| DOCUMENT TEXT |
I also made a scarf for my mother's birthday but didn't photograph it. Although I got a new camera for my birthday (a Canon EOS 450D) I've been remarkably sloppy about photographing my projects. I'm trying to hold off on the startitis and get some projects I started ages ago finished. So I'm finishing two cardigans (one started last summer), and I will give my crocheted socks another go - I was put off when I started a top-down pattern, did the cuff and realised there was no way it would fit over my high instep! Then the yarn snapped when I was frogging it which made me very grunpy as it was self-striping.
There has also been yarn dying. Semi-solids seem to be the in-thing with indie dyers right now and I'm not in the mood for them! When I was looking for them before I couldn't find any I liked. I like semi-solids for more intricate things where a variegated/multicoloured yarn would kill the stitch pattern, but whilst I'm not a fan of clown-puke I do like different colours in my yarn. Oh, and I only like pastels for about two weeks in December - if I'm nuts enough to buy any they sit in my stash for months. I'm very pleased with these though:
The right hand one was kettle-dyed, but came out with naked patches so I overdyed it and gave it a good stir in the pot. Lo and behold it
still had patches screaming "we'd rather go naked than wear dye." I took the photo and hummed and hawed before finally chucking it back into a pan of dye today. The naked bits are now grudgingly wearing dye whilst the rest of it has lovely rich tones of blue, green and a little purple. The conclusion is "we need a bigger pan." I love dying yarn and am trying to hold off ordering more undyed yarn, and blue and purple dye which I use more of than any other colour.

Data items
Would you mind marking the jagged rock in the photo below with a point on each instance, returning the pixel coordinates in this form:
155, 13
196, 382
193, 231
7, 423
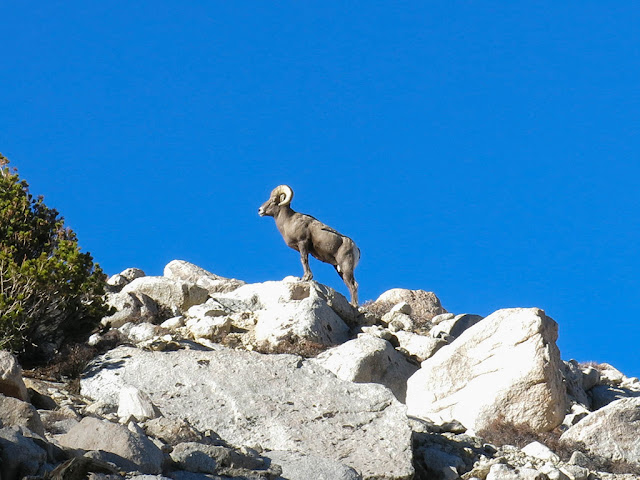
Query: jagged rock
538, 450
419, 346
119, 445
173, 323
270, 401
442, 464
188, 272
80, 468
141, 332
577, 413
454, 326
590, 377
297, 466
172, 430
369, 359
130, 307
424, 305
57, 422
611, 432
398, 321
573, 377
11, 382
574, 472
602, 395
195, 457
173, 297
118, 281
506, 368
500, 471
14, 412
208, 320
20, 456
135, 403
289, 309
441, 318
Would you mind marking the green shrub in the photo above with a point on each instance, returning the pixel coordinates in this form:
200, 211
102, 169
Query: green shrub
50, 292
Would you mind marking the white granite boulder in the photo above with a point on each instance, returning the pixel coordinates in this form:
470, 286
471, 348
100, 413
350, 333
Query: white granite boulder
505, 367
275, 402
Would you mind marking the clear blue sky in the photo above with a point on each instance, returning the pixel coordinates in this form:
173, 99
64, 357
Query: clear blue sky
486, 151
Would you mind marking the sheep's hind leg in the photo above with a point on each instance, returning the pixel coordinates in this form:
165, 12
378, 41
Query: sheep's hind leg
304, 258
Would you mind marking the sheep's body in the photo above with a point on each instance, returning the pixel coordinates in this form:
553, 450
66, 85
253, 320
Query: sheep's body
308, 235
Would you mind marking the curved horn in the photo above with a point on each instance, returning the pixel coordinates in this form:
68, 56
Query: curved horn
283, 190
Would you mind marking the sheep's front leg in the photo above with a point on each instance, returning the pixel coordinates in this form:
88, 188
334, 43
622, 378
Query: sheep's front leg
304, 258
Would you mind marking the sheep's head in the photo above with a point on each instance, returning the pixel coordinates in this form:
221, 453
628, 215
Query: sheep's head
280, 197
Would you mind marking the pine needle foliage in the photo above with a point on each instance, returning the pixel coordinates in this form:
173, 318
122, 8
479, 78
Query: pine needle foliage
50, 292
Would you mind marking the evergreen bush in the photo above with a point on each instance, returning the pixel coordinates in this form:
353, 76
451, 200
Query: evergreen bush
50, 292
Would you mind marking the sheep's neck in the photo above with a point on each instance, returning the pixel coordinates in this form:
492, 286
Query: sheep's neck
283, 215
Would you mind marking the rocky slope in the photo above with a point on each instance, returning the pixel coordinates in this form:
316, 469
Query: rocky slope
203, 377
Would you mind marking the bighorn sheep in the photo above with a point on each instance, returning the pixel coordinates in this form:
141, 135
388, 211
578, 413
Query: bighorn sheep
310, 236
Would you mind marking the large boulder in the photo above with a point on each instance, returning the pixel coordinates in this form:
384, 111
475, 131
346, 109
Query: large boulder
610, 433
296, 466
188, 272
20, 455
127, 448
173, 297
289, 309
368, 359
11, 382
267, 401
424, 305
14, 412
130, 307
505, 368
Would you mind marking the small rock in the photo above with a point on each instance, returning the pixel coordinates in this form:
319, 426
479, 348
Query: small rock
11, 382
135, 403
210, 328
116, 443
538, 450
298, 466
195, 457
442, 317
402, 307
143, 332
172, 431
173, 323
419, 346
14, 412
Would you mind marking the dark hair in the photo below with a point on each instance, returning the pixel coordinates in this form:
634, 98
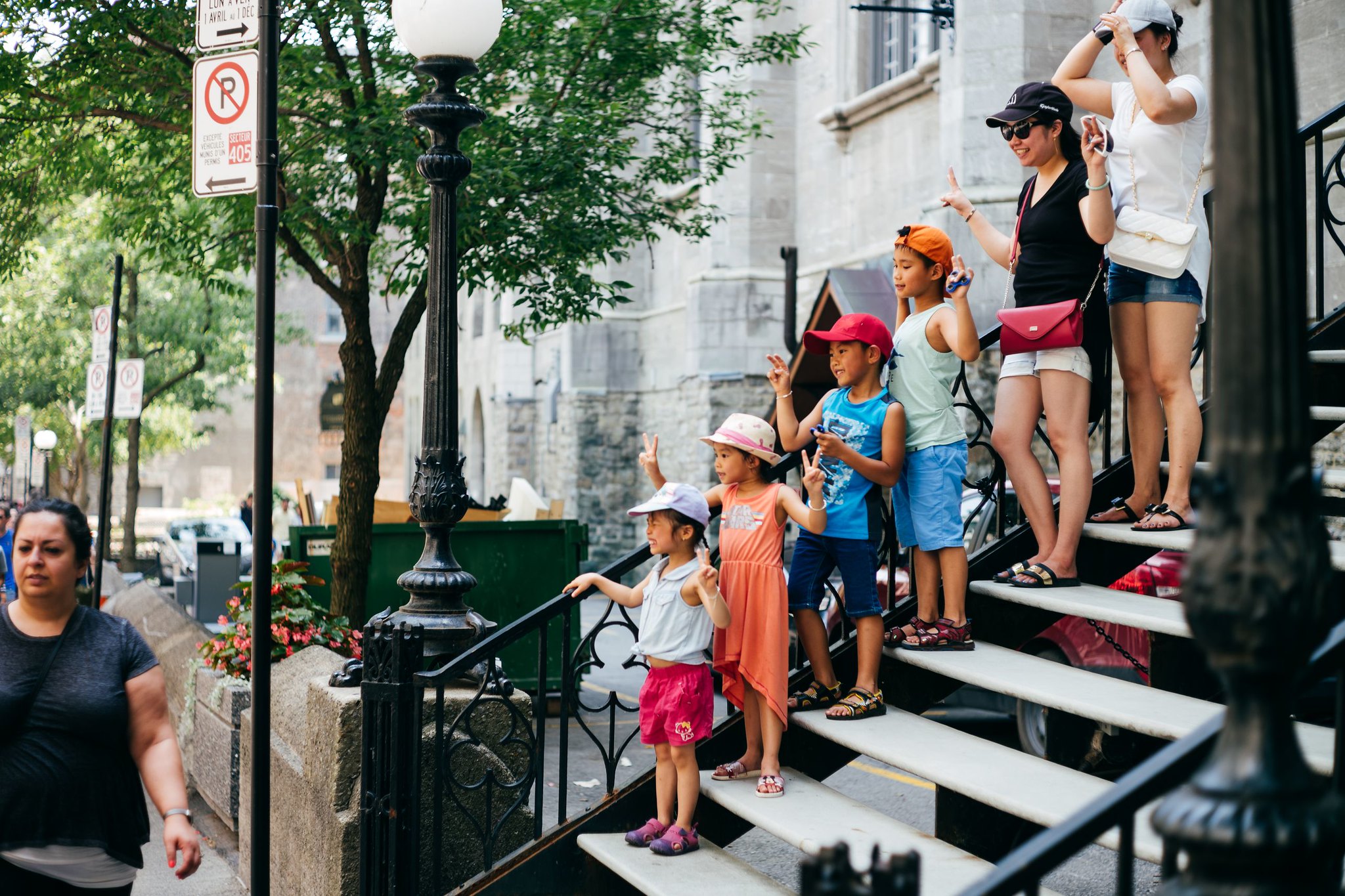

| REQUIRED TASKS |
a. Arrange the stretch of the data listing from the line containing "Would you mind marking the curved" through the end of the listing as a Markdown table with the columns Row and Line, skipping blank lines. Leave the pictures out of the table.
b. Pick up the blog post about knitting projects and dyeing yarn after its last sentence, and continue writing it.

| ANSWERS IN ORDER |
a.
| Row | Line |
|---|---|
| 1 | Would you mind marking the curved horn in the photo above with a point on each instance, returning the pixel coordinates in this form: |
| 2 | 68, 56 |
| 3 | Query: curved horn |
| 4 | 283, 190 |
| 5 | Would you mind marking the sheep's front leg in the photo above with a point on each instance, returning the pixel coordinates in this form: |
| 6 | 88, 188 |
| 7 | 334, 43 |
| 8 | 622, 378 |
| 9 | Query: sheep's front leg |
| 10 | 304, 258 |
| 11 | Would you mind marking the sheep's head in the photo above with a point on each instance, returning the pixel coordinates in this form: |
| 12 | 221, 453 |
| 13 | 628, 215 |
| 14 | Query: sheep's head |
| 15 | 280, 197 |
| 16 | Would you mind marking the pine needle foliage in the photo above with a point on each instance, returning the pixel coordinates in this form: |
| 17 | 173, 318 |
| 18 | 122, 8 |
| 19 | 479, 78 |
| 20 | Query: pine needle foliage |
| 21 | 50, 292 |
| 22 | Would you mind marking the evergreen bush in the photo above with a point on each instance, returning the pixel coordinates in this form: |
| 23 | 353, 76 |
| 24 | 451, 200 |
| 25 | Query: evergreen bush |
| 26 | 50, 292 |
| 27 | Would you mind marking the sheep's neck in the photo above with a point on each instance, returning the pixel coordinates in this form: |
| 28 | 492, 286 |
| 29 | Query: sheep's neck |
| 30 | 283, 215 |
| 31 | Would you mind marking the rocky slope in the photo above with a point on each instance, returning the pixel coordinates in this form: |
| 32 | 316, 469 |
| 33 | Query: rocky slope |
| 34 | 203, 377 |
| 35 | Would you mind marking the bighorn sheep in the photo above with a point on each instance, returning the pixel coordinates in this form: |
| 36 | 141, 135 |
| 37 | 388, 211 |
| 38 | 578, 413 |
| 39 | Query: bighorn sheep |
| 40 | 310, 236 |
| 41 | Would you mind marking the large boulder in the photo above with a point on each instance, returning the pixel coordinates in this form: |
| 42 | 384, 111 |
| 43 | 475, 131 |
| 44 | 346, 109 |
| 45 | Query: large boulder |
| 46 | 610, 433 |
| 47 | 296, 466 |
| 48 | 188, 272 |
| 49 | 20, 455 |
| 50 | 127, 448 |
| 51 | 173, 297 |
| 52 | 289, 309 |
| 53 | 368, 359 |
| 54 | 11, 382 |
| 55 | 267, 401 |
| 56 | 424, 305 |
| 57 | 14, 412 |
| 58 | 130, 307 |
| 59 | 505, 368 |
| 60 | Would you mind marking the small rock in the photo above with a point on each instance, returning the pixel coordinates in this form: |
| 61 | 319, 426 |
| 62 | 479, 348 |
| 63 | Query: small rock |
| 64 | 11, 382 |
| 65 | 135, 403 |
| 66 | 210, 328 |
| 67 | 116, 443 |
| 68 | 538, 450 |
| 69 | 298, 466 |
| 70 | 195, 457 |
| 71 | 442, 317 |
| 72 | 402, 307 |
| 73 | 143, 332 |
| 74 | 172, 431 |
| 75 | 173, 323 |
| 76 | 419, 346 |
| 77 | 14, 412 |
| 78 | Would you mind marking the dark hair in the photo below with a point on each instance, returning the pixel coordinates in this form: |
| 79 | 634, 98 |

b.
For once my yarn diet and food diet are going fairly well - 7lbs lost (and 28 to go...) and although the yarn isn't going down, it's not rising rapidly either (but like most dieters I have 'sock yarn doesn't count' moments) - and I've got several projects from stash in progress.
And finally, some pretty spring pansies (or more correctly, violas). I bought these a couple of years ago as annuals, but this is the third year they've flowered, and the ones in the photo are from a stray seed that's landed between the flagstones - and I couldn't bear to pull them up, especially as they're in far better condition than the original plant, which appears to be providing a feast for the resident slugs.